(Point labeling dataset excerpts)
• • •
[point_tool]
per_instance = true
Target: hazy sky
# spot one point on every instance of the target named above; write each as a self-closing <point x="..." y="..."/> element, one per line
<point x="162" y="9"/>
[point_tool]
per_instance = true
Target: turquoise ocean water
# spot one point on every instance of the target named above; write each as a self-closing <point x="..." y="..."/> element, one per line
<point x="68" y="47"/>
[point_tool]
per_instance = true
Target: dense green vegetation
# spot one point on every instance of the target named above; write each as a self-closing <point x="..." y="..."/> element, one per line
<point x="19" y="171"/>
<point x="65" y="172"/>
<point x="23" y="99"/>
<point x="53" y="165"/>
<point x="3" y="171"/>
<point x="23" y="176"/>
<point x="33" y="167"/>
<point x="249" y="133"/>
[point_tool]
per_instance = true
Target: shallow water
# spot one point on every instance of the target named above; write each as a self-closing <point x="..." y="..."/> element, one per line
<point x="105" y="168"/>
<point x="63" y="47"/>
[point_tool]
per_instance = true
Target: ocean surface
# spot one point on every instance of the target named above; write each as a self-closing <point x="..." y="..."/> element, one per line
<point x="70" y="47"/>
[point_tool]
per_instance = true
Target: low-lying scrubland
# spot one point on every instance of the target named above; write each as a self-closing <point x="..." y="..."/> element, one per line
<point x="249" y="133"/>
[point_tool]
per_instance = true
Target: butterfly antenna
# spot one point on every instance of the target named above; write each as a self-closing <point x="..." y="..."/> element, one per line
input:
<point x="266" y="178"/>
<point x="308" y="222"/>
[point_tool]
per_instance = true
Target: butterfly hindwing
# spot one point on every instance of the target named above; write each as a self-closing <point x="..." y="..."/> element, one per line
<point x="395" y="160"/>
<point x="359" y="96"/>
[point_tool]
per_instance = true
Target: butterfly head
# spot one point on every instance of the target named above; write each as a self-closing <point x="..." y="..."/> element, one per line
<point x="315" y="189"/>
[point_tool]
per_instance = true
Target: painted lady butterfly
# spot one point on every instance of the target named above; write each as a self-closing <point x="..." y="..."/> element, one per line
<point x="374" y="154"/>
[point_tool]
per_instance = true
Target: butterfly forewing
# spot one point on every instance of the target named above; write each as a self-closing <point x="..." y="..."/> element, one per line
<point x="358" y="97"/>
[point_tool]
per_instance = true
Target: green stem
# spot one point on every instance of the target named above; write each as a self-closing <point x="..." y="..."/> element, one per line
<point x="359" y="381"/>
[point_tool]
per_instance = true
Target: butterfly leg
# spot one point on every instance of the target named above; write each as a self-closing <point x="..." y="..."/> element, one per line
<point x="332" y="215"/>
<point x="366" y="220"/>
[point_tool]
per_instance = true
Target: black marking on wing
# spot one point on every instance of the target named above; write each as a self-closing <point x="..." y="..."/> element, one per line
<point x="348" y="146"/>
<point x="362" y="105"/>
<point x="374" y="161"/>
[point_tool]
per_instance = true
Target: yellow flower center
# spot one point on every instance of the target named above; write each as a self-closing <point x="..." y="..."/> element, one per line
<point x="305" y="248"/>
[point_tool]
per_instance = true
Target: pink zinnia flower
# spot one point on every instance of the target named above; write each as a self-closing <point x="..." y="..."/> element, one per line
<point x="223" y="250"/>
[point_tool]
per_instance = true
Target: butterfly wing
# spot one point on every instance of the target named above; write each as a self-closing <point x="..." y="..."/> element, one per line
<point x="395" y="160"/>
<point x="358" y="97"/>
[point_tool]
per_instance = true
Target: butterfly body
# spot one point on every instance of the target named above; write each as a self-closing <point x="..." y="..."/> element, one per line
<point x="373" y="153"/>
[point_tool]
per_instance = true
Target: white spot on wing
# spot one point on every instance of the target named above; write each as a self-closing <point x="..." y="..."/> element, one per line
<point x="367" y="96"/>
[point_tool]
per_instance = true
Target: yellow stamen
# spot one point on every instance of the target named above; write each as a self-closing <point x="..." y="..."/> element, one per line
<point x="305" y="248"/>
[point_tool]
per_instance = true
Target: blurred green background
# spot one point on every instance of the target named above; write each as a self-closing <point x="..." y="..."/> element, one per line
• • •
● What is being asked:
Reproduce the material above exactly; please quote every line of it.

● Final result:
[point_tool]
per_instance = true
Target: hazy sky
# spot one point on every instance of the target named above; write each as a self-closing <point x="..." y="..."/> element, one per line
<point x="162" y="9"/>
[point_tool]
per_instance = true
Target: turquoise ocean water
# spot one point on every instance of the target named above; write each as a self-closing <point x="..." y="..."/> element, one per line
<point x="68" y="47"/>
[point_tool]
per_instance = true
Target: dense green vegetation
# spot one point on every instance of the target named above; write each as a self-closing <point x="..." y="..."/> element, one per line
<point x="19" y="171"/>
<point x="65" y="172"/>
<point x="23" y="99"/>
<point x="53" y="165"/>
<point x="3" y="171"/>
<point x="23" y="176"/>
<point x="33" y="167"/>
<point x="249" y="133"/>
[point_tool]
per_instance = true
Target: shallow water
# spot one point on every instance of the target named above; write each as a self-closing <point x="..." y="..."/> element, one per line
<point x="105" y="168"/>
<point x="63" y="47"/>
[point_tool]
per_instance = true
Target: ocean surface
# spot one point on every instance of the target named above; write each as a self-closing <point x="..." y="..."/> element, one per line
<point x="70" y="47"/>
[point_tool]
per_instance = true
Target: low-lying scrubland
# spot one point on every instance of the target named above; write each as a self-closing <point x="..." y="..."/> element, one per line
<point x="249" y="133"/>
[point_tool]
per_instance = true
Target: butterfly antenna
# spot one point on every instance of the target named above; write each as a self-closing <point x="..." y="..."/> element, one per line
input:
<point x="266" y="178"/>
<point x="308" y="222"/>
[point_tool]
per_instance = true
Target: butterfly hindwing
# spot one point on every instance of the target named above; write each as a self-closing <point x="..." y="..."/> element, one per line
<point x="395" y="160"/>
<point x="359" y="96"/>
[point_tool]
per_instance = true
Target: butterfly head
# spot one point on every instance of the target named above; write each as a self-closing <point x="..." y="..."/> element, one per line
<point x="315" y="189"/>
[point_tool]
per_instance = true
Target: painted lady butterfly
# spot one point on every instance of the target named above; write each as a self-closing <point x="..." y="..."/> element, one per line
<point x="374" y="154"/>
[point_tool]
per_instance = true
Target: butterfly forewing
# spot one point on every instance of the target named above; write each as a self-closing <point x="..." y="..."/> element, one per line
<point x="358" y="97"/>
[point_tool]
per_instance = true
Target: green stem
# spot one point on every instance of the target named above; write each as a self-closing <point x="..." y="..."/> element, one per line
<point x="359" y="381"/>
[point_tool]
per_instance = true
Target: butterfly leg
# spot one point on every instance of the target named above; write each as a self-closing <point x="..." y="..."/> element, one per line
<point x="332" y="215"/>
<point x="366" y="220"/>
[point_tool]
per_instance = true
Target: black marking on wing
# spot one point on every instance of the target named above; write each as a self-closing <point x="..." y="..."/> element, one per line
<point x="348" y="146"/>
<point x="362" y="105"/>
<point x="374" y="161"/>
[point_tool]
per_instance = true
Target: yellow flower center
# spot one point on every instance of the target named above; write each as a self-closing <point x="..." y="..."/> element, one per line
<point x="305" y="248"/>
[point_tool]
per_instance = true
Target: pink zinnia flower
# spot one point on every instance of the target named above; write each as a self-closing <point x="..." y="..."/> element, one per line
<point x="223" y="250"/>
[point_tool]
per_instance = true
Target: butterfly wing
# spot one point on every instance of the target named above; write each as a self-closing <point x="..." y="..."/> element, one per line
<point x="395" y="160"/>
<point x="358" y="97"/>
[point_tool]
per_instance = true
Target: butterfly body
# spot one point on every instance of the target named above; write each as a self-closing <point x="..." y="..."/> element, one per line
<point x="373" y="153"/>
[point_tool]
per_instance = true
Target: white spot on wing
# spot one point on every instance of the target named above; write each as a self-closing <point x="..." y="..."/> element, one per line
<point x="367" y="96"/>
[point_tool]
per_instance = true
Target: yellow stamen
# spot one point on every instance of the target named above; write each as a self-closing <point x="..." y="..."/> element, one per line
<point x="305" y="248"/>
[point_tool]
per_instance = true
Target: blurred green background
# spot one point on every instance of the target named above; write each as a self-closing <point x="..." y="..."/> element, one per line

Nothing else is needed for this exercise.